Retype all of the material below line for line, leaving out the pictures.

* start Stored rows *

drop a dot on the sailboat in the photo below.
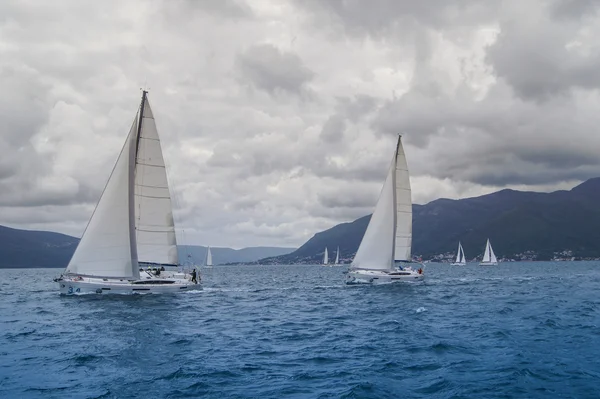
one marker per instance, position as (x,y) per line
(129,245)
(388,237)
(460,257)
(489,258)
(208,260)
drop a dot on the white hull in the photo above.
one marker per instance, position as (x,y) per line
(359,276)
(488,263)
(74,285)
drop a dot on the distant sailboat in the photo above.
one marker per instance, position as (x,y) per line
(460,257)
(388,236)
(208,260)
(489,258)
(129,245)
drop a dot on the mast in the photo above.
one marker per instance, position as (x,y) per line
(139,132)
(132,167)
(394,193)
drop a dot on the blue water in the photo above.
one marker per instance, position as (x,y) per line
(520,330)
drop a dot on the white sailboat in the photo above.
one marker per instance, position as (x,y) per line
(208,260)
(129,245)
(388,237)
(489,257)
(460,257)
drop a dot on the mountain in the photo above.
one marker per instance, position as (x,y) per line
(515,222)
(28,248)
(25,248)
(197,254)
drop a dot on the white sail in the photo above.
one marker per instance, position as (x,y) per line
(458,255)
(156,242)
(107,247)
(492,254)
(208,261)
(376,250)
(486,254)
(403,238)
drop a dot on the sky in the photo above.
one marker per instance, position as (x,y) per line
(278,118)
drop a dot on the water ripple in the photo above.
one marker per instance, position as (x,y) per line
(515,331)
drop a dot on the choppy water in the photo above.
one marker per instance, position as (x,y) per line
(513,331)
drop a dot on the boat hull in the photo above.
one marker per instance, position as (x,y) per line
(359,276)
(84,285)
(488,263)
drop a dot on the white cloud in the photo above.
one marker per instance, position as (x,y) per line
(278,119)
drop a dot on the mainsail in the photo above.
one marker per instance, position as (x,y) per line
(389,233)
(155,229)
(489,256)
(460,256)
(403,207)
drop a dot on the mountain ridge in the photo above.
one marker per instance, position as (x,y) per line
(33,248)
(515,221)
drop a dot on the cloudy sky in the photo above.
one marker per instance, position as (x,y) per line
(278,118)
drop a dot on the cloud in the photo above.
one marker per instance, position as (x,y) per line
(279,120)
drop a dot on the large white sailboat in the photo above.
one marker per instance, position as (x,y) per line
(208,260)
(129,245)
(460,257)
(489,257)
(388,237)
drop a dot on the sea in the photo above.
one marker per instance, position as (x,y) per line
(516,330)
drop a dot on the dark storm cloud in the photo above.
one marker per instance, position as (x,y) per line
(333,129)
(222,8)
(268,68)
(379,17)
(574,8)
(540,59)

* end Stored rows *

Response to the task -
drop a dot on the sailboat in the photo below.
one marker per instance, position as (x,y) per line
(129,245)
(388,237)
(460,257)
(489,258)
(208,260)
drop a dot on the white hull in the photo above.
one marker per instance, position as (x,y) per line
(359,276)
(488,263)
(74,285)
drop a dot on the distant sailboat in the photo above.
one marker per instance, position as (x,y) per line
(460,257)
(388,236)
(208,260)
(489,258)
(129,245)
drop a dot on the mast in the photo above.
one marker per instance, position as (x,y) per line
(139,132)
(132,167)
(394,193)
drop a dot on the blue water in the photo above.
one marker per instance, position as (x,y) per line
(520,330)
drop a dot on the white sailboat in the photo above.
one marker per instance, position as (x,y) per line
(208,260)
(129,245)
(388,237)
(489,257)
(460,257)
drop a dot on the mountain in the photo above.
one marker per instance, position as (x,y) per line
(515,222)
(28,248)
(25,248)
(197,254)
drop a dot on the white sail in the photo above.
one marker per instance, position as (x,y) per line
(458,255)
(156,242)
(107,247)
(492,254)
(208,261)
(376,250)
(486,254)
(403,238)
drop a dot on the sky in the photo above.
one marker per instance, position as (x,y) per line
(278,118)
drop a dot on the water ripple in the photo above.
one marker per instance, position as (x,y) per line
(515,331)
drop a dot on the choppy water in the photo above.
one marker per instance, position as (x,y) per line
(513,331)
drop a dot on the boat hull in the photo above.
one marker per instance, position as (x,y) per line
(359,276)
(84,285)
(488,263)
drop a dot on the white cloud in the photo above.
one marker per instance, position as (x,y) per line
(278,119)
drop a dot on the mainsail in the photo above.
one marker per instance, position as (x,y) per line
(389,233)
(155,229)
(489,256)
(460,256)
(403,207)
drop a dot on the mountain ridge in the photo above.
one marker per instance, position as (x,y) per line
(33,248)
(515,221)
drop a dot on the cloudy sky in the photo above.
one marker per instance, position as (x,y) per line
(278,118)
drop a dot on the cloud in the photo above.
one marker per instance, position as (x,y) per line
(279,120)
drop a dot on the large white sailboat in the photo above.
one marker per instance, position as (x,y) per line
(208,260)
(129,245)
(460,257)
(489,257)
(388,237)
drop a dot on the sea in the photo above.
one marker per instance, position as (x,y) per line
(516,330)
drop a dot on the dark storm cloud in the photo above.
one marker per instance, position as (x,y) per line
(333,129)
(222,8)
(268,68)
(379,17)
(574,8)
(540,59)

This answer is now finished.